Print the complete set of entries exactly.

::: Provided entries

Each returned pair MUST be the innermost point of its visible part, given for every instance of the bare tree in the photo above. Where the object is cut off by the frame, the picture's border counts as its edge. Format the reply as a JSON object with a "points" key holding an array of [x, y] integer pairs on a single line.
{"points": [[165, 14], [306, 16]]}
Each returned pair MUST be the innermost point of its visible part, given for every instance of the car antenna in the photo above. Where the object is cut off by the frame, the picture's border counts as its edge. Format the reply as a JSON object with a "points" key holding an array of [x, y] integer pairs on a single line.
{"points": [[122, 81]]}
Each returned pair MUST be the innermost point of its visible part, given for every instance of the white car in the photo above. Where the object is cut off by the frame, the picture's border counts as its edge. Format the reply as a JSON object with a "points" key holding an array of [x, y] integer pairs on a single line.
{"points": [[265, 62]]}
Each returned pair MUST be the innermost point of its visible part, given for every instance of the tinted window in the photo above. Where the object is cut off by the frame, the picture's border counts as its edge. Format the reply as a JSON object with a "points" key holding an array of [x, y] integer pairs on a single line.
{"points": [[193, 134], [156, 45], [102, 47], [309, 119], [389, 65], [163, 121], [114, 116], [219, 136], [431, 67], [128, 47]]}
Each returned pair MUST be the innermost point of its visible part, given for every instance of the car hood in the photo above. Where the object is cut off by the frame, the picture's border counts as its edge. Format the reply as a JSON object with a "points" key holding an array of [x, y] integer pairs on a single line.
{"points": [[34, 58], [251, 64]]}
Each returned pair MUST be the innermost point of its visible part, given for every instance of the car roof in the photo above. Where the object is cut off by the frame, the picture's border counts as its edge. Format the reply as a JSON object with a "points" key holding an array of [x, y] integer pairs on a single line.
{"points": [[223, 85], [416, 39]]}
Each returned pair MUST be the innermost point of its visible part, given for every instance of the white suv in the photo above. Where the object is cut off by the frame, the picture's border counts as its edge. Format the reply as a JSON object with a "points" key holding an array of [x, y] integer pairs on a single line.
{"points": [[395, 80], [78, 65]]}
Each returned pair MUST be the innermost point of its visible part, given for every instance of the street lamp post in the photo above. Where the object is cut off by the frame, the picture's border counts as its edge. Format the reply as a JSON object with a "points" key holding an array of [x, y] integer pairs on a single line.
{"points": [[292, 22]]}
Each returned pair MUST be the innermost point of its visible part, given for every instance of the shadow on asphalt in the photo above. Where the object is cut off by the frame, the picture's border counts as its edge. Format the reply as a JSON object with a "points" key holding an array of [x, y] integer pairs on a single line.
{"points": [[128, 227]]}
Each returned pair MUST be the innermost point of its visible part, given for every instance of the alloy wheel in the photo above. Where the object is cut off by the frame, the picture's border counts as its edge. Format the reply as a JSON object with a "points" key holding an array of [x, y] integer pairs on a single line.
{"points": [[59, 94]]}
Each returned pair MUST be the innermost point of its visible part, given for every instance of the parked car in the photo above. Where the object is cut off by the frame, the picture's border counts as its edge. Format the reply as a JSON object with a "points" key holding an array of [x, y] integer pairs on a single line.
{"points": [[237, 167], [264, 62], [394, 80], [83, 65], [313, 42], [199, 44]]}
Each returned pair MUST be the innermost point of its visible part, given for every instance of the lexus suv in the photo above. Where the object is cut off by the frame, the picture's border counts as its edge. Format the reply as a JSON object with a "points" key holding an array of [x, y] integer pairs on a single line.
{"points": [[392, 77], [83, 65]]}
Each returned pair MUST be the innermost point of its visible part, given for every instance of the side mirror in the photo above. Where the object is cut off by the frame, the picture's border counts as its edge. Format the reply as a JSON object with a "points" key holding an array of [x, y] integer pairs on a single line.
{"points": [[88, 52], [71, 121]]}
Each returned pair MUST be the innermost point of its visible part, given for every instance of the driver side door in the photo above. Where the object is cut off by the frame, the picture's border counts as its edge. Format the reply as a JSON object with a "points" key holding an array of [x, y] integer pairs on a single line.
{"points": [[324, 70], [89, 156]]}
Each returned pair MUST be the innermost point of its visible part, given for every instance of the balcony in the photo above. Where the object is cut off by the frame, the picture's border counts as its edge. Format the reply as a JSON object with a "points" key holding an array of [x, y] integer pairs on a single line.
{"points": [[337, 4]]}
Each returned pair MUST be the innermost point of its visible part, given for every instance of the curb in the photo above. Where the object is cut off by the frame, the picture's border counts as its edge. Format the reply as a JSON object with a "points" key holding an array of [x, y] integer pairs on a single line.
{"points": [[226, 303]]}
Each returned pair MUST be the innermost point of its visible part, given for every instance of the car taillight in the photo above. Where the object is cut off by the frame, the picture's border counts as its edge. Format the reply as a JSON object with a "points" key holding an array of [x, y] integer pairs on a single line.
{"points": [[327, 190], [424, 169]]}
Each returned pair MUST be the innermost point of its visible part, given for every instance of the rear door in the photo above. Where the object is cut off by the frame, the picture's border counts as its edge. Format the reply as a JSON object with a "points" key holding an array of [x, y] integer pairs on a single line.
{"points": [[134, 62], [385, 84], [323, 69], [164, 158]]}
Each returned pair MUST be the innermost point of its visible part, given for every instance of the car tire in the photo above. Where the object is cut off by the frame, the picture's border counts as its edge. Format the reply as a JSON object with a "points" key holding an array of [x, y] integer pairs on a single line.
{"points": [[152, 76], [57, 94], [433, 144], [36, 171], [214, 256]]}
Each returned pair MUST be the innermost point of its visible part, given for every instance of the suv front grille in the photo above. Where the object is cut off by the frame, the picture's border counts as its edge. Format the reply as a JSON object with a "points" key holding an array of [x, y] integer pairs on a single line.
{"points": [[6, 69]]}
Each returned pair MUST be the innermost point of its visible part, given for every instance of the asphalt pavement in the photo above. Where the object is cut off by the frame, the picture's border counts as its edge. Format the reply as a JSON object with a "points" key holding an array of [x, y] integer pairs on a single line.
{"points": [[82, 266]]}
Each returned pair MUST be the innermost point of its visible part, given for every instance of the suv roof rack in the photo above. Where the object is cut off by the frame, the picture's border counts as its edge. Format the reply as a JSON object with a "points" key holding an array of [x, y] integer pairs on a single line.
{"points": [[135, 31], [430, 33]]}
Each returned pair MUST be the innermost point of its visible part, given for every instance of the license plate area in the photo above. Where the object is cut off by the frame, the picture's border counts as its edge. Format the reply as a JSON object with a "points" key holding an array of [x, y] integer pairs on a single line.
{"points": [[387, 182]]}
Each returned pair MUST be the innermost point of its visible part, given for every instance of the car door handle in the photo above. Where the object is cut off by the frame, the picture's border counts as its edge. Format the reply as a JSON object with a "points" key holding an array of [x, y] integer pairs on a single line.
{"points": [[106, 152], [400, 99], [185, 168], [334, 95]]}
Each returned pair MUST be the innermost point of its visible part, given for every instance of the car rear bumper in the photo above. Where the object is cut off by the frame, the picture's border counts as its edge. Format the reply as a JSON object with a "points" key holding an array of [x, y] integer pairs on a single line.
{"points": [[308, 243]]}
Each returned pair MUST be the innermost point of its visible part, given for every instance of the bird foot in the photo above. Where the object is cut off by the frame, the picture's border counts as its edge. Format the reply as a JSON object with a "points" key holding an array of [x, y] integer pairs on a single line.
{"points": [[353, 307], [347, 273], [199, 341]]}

::::::

▶ **Reply**
Each returned pair MUST be the innermost point of its visible part, given for every instance of the bare tree in the photo above. Where the object is cut off by the frame, the picture's border counts as its edge. Format the reply as a JSON object with a "points" key holding an array of [x, y] integer pairs on a single line.
{"points": [[165, 14], [306, 16]]}
Each returned pair MUST be the innermost point of its visible part, given for every instance of the car antenna in the photo above. Where the object is cut off by the frame, the picture's border counts as its edge. Format the reply as a JSON object with a "points" key holding an array of [x, y] integer pairs on a single line.
{"points": [[122, 81]]}
Each returned pair MUST be the innermost point of its visible part, given for every instance of the white car in the photo above. Where the object is cut off by the frame, the picture's border counts as its edge. Format the reply as a JSON object with a "points" key holding an array of [x, y] integer pairs on a single line.
{"points": [[265, 62]]}
Each returned pair MUST be the innermost point of its visible part, given for every instance of the tinted window in the photo above. Where the object is cut off by the frame, the picture's border counts as its edge. Format the reply as a JSON object with a "points" key holding an array of [x, y] integer pairs on a single line.
{"points": [[193, 134], [156, 45], [102, 47], [309, 119], [389, 65], [163, 121], [114, 116], [219, 136], [431, 67], [128, 47]]}
Each returned pair MUST be the innermost point of its visible part, given for every instance of the car hood in the photo above. Where the object is cut off by the frame, the picture's border counts as its edge. Format the reply as a JSON object with a "points" key holding an array of [x, y] integer pairs on a single line.
{"points": [[34, 58], [251, 64]]}
Each returned pair MUST be the innermost point of its visible part, given for every instance of the car roof in the photo above. Where the object is cut off by the frame, the picture's border counts as its edge. Format the reply as a JSON object with a "points" key holding an array of [x, y] integer pairs on a single line.
{"points": [[223, 85], [416, 39]]}
Each returned pair MUST be the innermost point of its visible part, given for every instance of the white suv in the photo above. Where the object is cut off by the frame, the picture's border counts as its edge. Format the reply as a JSON object with a "points" key holding an array of [x, y] integer pairs on a single line.
{"points": [[395, 80], [78, 65]]}
Each returned pair MUST be the innermost point of its visible part, given for every instance of the street lamp post in the photo above. Where the object is cut off by the frame, the picture's border counts as its edge. Format the reply as a JSON object with a "points" key holding an array of [x, y] integer pairs on a single line.
{"points": [[292, 22]]}
Each returned pair MUST be the innermost point of its visible part, given for every instance of the shadow on asphalt in the photo above. Where the object is cut off by the frame, the picture's border counts as its edge. Format the reply as a JSON object with a "points" key holding an array of [x, y] integer pairs on a single line.
{"points": [[128, 227]]}
Each returned pair MUST be the innermost point of its visible part, given for every instance of the alloy wheel in the photo above. Where the object is cut off by the frame, the picture's border counts as its edge. Format the reply as a JSON object with a "points" key holding an array of [x, y] integer pairs on a single line.
{"points": [[59, 94]]}
Each returned pair MUST be the innermost point of its visible part, given for every instance of the parked car in the photo above. Where the object is cut off by the frame, the picture's border counts as its edge. Format the reply as a JSON object with a "points" key holding an array of [x, y] integer pairs on a single line.
{"points": [[237, 167], [264, 62], [394, 80], [83, 65], [313, 42], [199, 44]]}
Each returned pair MUST be the innermost point of its visible part, given for every instance of the lexus suv in the photo above. Where the object is cut off by the frame, the picture's border counts as its edge. Format the reply as a JSON object with a "points" key holding an array of [x, y] integer pairs on a single line.
{"points": [[392, 77], [83, 65]]}
Each returned pair MUST be the innermost point of its visible part, given for every instance of the side mirror in the photo above. Where the object is cut off by the frame, the picture's border counts as its edge. Format the reply as a JSON object with a "points" key holding an array of [x, y] integer pairs on a single line.
{"points": [[88, 52], [71, 121]]}
Each returned pair MUST be the innermost point of its visible part, given for every instance of the driver side door in the photo above. Where the object is cut off by the frame, the picture's border counts as its edge. Format the reply as a JSON object with a "points" key holding an array of [x, y] integer pairs on a single line.
{"points": [[324, 70], [89, 156]]}
Each returned pair MUST be the innermost point of its visible part, given for every instance of the balcony in the photo above. Where the object is cut off by the frame, the picture's border counts as its edge. Format the reply as a JSON object with a "points" key holding an array of [x, y] integer pairs on a single line.
{"points": [[337, 4]]}
Each returned pair MUST be the innermost point of its visible part, given for every instance of the curb in the photo above. Where the object is cut off by the frame, the picture's border counts as its edge. Format the reply as a JSON object with a "points" key holding an array of [x, y] integer pairs on a single line.
{"points": [[226, 303]]}
Each returned pair MUST be the innermost point of its visible part, given for every instance of the car taillight in the photo above. Where the object is cut off by the frame, the picture's border counts as its edge. Format the reply as a JSON object with a "points" key holding an array of [x, y] integer pairs on a single line.
{"points": [[327, 190], [424, 169]]}
Each returned pair MUST be the innermost point of its visible part, given for every instance of the rear door in the photo above. Where the object is cut off by the frame, the picture's border counts as its edge. Format the reply as a JSON object with a "points" key holding an array of [x, y] integer pairs on a single line.
{"points": [[134, 62], [385, 84], [323, 69], [164, 158]]}
Each returned pair MUST be the innermost point of its visible part, given for every instance of the car tire in the photo above. Where the object is cut off by the frame, the picture's border counts as its edge. Format the reply as a JSON object with a "points" key holding an array of [x, y] integer pairs on a single line.
{"points": [[152, 76], [57, 94], [433, 144], [36, 171], [214, 256]]}
Each returned pair MUST be the innermost point of its visible part, given for every instance of the suv front grille in the photo above. Where the object is cut off by the frame, the picture's border counts as its edge. Format the reply as a JSON object with a "points" key holding an array of [x, y] integer pairs on a single line.
{"points": [[6, 69]]}
Each returned pair MUST be the innermost point of its visible part, given for every instance of the asphalt pavement in the photo above. Where the object is cut off by the frame, the picture's border counts as its edge. Format the reply as a JSON object with a "points" key holding an array of [x, y] integer pairs on a single line.
{"points": [[82, 266]]}
Each returned pair MUST be the innermost point of its visible part, given for every instance of the suv roof rack in the photo above. Where the object is cut off by the frame, the picture's border counts as its edge. Format the reply as a JSON object with a "points" key holding an array of [x, y] integer pairs on a single line.
{"points": [[135, 31], [430, 33]]}
Each returned pair MUST be the innermost point of its visible part, given for every instance of the license plate area in the photo above. Where the object is cut off by the frame, the picture's border counts as its edge. Format the reply as a JSON object with a "points" key holding an array of [x, y] integer pairs on a single line.
{"points": [[387, 182]]}
Each returned pair MUST be the innermost point of its visible part, given for every instance of the car door handle in the photo above. Where the object is cut off by the frame, the picture's border counts as its edge. Format the reply as a JSON object with a "points" key holding an array of [x, y] integer pairs on a single line.
{"points": [[106, 152], [400, 99], [185, 168], [334, 95]]}
Each returned pair MUST be the innermost point of its visible part, given for every instance of the car rear bumper in the photo above. Where the object is cut off by the frame, the picture's border counts as its edge. Format the reply as a JSON object with a "points" key holding an array of [x, y] integer pairs on a single line.
{"points": [[308, 243]]}
Each returned pair MUST be the innermost point of its visible part, given for every instance of the bird foot in the photo above. Where the object is cut off by the frame, the picture's border counts as its edge. Format the reply as a JSON object with a "points" key holding an array of [x, y] integer pairs on a single line.
{"points": [[353, 307], [347, 273], [199, 341]]}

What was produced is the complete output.